▸ Exercise instructions: Start with the line containing "If you could segment every instance of the projector" and write out each line through the end of the listing, exactly as given.

▸ Information supplied:
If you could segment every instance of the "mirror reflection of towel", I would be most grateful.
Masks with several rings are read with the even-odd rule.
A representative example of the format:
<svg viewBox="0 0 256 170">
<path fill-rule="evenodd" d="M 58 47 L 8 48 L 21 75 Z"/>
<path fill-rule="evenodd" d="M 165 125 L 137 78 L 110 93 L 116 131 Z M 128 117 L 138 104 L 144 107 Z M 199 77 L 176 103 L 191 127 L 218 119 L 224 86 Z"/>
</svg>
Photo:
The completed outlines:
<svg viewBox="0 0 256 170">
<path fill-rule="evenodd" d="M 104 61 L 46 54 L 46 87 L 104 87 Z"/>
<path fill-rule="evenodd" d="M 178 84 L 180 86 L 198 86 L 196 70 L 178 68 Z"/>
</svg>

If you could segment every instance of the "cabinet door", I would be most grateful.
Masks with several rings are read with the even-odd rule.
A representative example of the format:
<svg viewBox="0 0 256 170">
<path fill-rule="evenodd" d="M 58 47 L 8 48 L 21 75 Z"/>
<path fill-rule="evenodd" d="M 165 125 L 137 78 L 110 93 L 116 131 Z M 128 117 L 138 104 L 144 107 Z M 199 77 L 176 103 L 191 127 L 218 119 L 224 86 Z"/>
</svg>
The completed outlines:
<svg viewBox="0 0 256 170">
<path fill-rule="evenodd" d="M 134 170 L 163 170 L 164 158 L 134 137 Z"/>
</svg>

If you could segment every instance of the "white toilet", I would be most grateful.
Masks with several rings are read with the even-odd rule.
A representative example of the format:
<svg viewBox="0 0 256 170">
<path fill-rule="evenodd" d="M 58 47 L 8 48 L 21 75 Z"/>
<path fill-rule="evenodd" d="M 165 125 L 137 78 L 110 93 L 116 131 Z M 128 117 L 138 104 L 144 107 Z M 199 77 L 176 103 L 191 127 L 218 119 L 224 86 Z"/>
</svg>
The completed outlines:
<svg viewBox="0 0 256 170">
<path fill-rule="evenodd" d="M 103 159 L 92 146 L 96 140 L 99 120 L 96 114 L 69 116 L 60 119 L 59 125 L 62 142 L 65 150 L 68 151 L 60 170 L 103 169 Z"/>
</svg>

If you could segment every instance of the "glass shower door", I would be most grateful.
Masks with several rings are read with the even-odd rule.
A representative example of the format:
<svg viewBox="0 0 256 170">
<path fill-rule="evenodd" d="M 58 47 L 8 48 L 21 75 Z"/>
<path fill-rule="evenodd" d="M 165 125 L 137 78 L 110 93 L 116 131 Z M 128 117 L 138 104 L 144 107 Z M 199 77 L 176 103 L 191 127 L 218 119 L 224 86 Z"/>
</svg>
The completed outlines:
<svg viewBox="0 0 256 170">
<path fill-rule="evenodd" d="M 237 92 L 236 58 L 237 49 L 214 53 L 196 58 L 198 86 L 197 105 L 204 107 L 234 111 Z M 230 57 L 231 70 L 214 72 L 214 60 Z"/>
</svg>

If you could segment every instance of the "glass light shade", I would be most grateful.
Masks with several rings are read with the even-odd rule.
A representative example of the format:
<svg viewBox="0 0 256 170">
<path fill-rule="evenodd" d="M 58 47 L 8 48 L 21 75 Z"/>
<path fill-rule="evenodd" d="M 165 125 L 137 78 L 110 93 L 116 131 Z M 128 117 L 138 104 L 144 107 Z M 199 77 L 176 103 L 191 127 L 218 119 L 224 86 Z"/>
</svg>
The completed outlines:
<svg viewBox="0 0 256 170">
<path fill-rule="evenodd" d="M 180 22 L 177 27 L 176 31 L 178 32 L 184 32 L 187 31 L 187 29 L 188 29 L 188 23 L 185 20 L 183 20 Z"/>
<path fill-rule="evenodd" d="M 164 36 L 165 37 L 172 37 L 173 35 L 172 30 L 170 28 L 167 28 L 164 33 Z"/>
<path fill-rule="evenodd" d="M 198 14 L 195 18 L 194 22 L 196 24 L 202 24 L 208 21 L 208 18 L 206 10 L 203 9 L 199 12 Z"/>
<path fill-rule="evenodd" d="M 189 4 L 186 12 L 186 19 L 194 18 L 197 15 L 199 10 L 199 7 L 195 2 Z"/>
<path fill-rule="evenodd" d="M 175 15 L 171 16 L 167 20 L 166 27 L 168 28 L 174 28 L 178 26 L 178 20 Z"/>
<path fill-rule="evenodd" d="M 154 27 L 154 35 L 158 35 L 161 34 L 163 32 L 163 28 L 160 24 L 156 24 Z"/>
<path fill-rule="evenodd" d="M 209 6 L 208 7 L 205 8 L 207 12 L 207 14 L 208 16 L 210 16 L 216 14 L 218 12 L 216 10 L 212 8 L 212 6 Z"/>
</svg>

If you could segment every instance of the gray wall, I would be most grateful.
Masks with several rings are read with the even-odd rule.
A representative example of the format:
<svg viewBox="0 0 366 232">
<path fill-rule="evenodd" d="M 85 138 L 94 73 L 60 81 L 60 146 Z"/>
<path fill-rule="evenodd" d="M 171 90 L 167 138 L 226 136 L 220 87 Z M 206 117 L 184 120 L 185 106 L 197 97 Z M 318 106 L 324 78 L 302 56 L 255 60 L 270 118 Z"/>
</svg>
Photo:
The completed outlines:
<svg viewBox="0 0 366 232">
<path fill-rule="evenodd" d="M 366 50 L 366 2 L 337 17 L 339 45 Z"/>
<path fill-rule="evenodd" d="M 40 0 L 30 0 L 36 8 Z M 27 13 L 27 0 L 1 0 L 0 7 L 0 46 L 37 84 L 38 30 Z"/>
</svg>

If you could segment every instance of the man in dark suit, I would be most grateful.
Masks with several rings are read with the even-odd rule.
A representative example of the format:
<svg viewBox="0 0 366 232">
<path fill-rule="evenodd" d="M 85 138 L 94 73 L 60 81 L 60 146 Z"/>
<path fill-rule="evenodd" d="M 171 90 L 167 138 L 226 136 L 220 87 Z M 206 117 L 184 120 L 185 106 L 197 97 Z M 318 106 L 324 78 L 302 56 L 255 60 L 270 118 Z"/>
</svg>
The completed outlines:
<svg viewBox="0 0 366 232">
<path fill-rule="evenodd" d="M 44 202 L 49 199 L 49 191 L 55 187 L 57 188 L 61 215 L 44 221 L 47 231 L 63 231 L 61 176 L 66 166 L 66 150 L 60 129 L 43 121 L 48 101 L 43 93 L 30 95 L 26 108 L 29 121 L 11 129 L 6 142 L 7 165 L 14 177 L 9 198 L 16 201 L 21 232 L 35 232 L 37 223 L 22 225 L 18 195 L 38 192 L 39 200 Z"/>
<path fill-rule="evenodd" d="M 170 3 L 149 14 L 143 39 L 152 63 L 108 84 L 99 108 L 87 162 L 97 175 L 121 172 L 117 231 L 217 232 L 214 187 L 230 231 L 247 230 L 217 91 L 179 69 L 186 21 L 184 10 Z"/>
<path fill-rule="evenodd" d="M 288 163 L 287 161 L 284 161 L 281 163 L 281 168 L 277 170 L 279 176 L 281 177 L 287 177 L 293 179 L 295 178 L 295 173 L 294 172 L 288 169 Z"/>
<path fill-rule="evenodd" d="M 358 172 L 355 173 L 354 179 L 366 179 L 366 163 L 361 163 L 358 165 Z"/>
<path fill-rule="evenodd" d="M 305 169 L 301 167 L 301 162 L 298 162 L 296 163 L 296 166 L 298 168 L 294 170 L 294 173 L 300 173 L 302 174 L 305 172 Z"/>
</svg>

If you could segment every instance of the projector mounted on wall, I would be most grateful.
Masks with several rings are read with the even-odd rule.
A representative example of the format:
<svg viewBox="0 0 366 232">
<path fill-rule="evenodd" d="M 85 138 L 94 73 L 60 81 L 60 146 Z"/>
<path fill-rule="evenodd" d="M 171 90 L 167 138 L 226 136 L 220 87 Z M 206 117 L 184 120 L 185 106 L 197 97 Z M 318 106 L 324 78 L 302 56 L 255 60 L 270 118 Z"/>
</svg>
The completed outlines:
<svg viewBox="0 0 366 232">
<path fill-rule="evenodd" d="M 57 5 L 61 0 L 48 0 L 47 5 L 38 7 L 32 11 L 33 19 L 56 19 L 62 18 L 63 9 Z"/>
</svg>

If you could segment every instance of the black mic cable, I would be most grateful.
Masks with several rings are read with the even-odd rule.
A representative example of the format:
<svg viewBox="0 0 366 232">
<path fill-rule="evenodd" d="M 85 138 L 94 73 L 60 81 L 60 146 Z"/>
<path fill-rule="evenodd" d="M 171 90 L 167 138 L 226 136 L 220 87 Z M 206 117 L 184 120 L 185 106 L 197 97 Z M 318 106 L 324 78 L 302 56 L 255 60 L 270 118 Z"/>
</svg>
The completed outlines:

▸ Exercise solution:
If you could segment every instance of the projector mounted on wall, I would be most grateful.
Masks with several rings are read with the even-odd rule.
A representative example of the format:
<svg viewBox="0 0 366 232">
<path fill-rule="evenodd" d="M 85 138 L 94 73 L 60 81 L 60 146 Z"/>
<path fill-rule="evenodd" d="M 171 90 L 167 138 L 226 136 L 220 87 Z M 206 117 L 184 120 L 185 106 L 197 97 Z M 318 106 L 324 78 L 302 56 L 255 60 L 270 118 Z"/>
</svg>
The completed outlines:
<svg viewBox="0 0 366 232">
<path fill-rule="evenodd" d="M 57 5 L 61 0 L 48 0 L 47 5 L 38 7 L 32 11 L 33 19 L 56 19 L 62 18 L 63 9 Z"/>
</svg>

If you could segment every instance of the black mic cable, I would be most grateful.
Masks with several rings are read with the even-odd rule.
A representative example of the format:
<svg viewBox="0 0 366 232">
<path fill-rule="evenodd" d="M 85 138 L 94 73 L 60 81 L 60 146 Z"/>
<path fill-rule="evenodd" d="M 171 90 L 167 138 L 226 136 L 220 87 Z M 206 117 L 184 120 L 185 106 L 197 97 Z M 318 106 L 324 78 L 302 56 L 255 60 L 270 118 Z"/>
</svg>
The completed outlines:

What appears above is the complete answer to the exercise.